Collected data entries:
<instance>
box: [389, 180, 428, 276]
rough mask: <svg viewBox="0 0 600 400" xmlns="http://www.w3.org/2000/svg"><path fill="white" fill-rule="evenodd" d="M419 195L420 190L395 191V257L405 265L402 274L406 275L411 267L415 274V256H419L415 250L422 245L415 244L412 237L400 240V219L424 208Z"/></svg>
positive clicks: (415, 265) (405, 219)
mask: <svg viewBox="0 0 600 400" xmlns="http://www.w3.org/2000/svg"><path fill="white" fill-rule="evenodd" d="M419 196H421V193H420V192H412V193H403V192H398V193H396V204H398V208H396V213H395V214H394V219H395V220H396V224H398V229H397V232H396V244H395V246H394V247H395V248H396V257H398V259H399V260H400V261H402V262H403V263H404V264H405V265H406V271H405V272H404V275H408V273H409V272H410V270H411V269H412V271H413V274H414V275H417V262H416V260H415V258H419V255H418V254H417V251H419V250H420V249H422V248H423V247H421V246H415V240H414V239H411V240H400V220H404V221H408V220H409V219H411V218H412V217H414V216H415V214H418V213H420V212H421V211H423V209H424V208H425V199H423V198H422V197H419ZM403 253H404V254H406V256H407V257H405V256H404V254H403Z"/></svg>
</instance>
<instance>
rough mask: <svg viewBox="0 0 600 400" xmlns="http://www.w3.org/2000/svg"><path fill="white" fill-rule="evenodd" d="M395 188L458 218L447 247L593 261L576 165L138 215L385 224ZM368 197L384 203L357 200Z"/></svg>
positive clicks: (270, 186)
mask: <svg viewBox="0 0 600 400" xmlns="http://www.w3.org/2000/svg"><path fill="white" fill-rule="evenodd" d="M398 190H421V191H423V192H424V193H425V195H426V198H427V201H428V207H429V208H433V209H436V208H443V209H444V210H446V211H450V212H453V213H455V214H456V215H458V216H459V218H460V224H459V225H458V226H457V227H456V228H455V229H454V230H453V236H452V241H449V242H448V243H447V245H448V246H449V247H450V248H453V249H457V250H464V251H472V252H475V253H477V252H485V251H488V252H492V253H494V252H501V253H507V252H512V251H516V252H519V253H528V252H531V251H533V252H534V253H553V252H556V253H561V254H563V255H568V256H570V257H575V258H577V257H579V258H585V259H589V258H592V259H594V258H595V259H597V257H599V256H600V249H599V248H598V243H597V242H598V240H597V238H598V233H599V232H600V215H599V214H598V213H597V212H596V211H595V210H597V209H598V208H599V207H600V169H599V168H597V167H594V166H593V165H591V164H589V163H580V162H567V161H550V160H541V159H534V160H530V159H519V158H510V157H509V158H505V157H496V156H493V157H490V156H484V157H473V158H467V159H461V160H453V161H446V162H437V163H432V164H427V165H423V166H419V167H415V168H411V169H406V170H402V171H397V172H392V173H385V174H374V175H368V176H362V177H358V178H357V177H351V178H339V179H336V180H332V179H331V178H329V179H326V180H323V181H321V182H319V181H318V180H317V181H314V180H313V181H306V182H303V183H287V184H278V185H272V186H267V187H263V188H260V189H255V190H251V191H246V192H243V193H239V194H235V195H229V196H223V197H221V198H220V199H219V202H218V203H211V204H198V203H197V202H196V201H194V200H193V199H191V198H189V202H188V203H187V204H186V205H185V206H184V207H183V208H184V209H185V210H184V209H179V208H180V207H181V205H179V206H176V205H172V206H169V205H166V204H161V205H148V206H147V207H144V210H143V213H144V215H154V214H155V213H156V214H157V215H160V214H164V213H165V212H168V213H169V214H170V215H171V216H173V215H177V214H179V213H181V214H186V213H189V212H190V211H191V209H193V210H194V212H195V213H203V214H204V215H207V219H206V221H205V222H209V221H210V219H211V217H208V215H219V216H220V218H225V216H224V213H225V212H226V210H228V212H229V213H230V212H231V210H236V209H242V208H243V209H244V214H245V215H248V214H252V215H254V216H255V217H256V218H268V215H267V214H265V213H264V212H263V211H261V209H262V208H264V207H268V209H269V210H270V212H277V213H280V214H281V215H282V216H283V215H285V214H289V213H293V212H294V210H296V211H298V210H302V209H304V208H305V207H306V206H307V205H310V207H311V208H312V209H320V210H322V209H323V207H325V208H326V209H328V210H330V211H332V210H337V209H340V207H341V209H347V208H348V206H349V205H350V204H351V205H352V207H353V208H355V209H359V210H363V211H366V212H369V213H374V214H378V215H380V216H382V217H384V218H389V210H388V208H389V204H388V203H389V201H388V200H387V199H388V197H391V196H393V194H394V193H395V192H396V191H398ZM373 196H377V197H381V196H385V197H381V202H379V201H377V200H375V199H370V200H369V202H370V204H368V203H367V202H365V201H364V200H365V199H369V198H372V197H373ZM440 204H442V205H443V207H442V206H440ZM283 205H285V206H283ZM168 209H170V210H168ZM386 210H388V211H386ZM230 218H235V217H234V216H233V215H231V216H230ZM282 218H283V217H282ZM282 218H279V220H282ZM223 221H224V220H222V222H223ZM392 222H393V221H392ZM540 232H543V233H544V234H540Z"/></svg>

Your task: Copy the listing above from its very first line through the line that contains "positive clicks: (415, 265) (405, 219)", and include that line.

Written answer:
<instance>
box: [389, 180, 428, 276]
rough mask: <svg viewBox="0 0 600 400" xmlns="http://www.w3.org/2000/svg"><path fill="white" fill-rule="evenodd" d="M419 195L420 190L395 191V257L405 265L402 274L406 275L411 267L415 274V256H419L415 250L422 245L415 244L412 237L400 240V219L424 208Z"/></svg>
positive clicks: (415, 265) (405, 219)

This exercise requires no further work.